══ EXTRACTED RECORDS

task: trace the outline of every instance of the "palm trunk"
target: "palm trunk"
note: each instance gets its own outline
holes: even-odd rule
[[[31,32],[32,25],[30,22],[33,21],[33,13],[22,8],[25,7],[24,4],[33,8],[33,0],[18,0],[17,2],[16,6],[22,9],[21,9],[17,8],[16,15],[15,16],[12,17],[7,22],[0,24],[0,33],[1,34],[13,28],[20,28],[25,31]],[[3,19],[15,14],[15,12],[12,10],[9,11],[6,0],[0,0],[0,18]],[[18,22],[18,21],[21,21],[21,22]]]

════

--- TASK TO COMPLETE ---
Give the material above as a JSON list of strings, one string per line, leaving out any blank lines.

--- RESULT OF THE EXERCISE ---
[
  "task: trace the outline of every instance of the \"palm trunk\"",
  "target: \"palm trunk\"",
  "note: each instance gets its own outline",
  "holes: even-odd rule",
  "[[[31,32],[32,25],[30,22],[33,21],[33,13],[22,8],[25,7],[24,4],[33,8],[33,0],[18,0],[17,2],[16,6],[22,9],[21,9],[17,8],[16,15],[15,16],[12,17],[7,22],[0,24],[0,33],[1,34],[13,28],[20,28],[25,31]],[[3,19],[15,14],[15,12],[12,10],[9,11],[6,0],[0,0],[0,18]],[[18,22],[18,21],[21,21],[21,22]]]"
]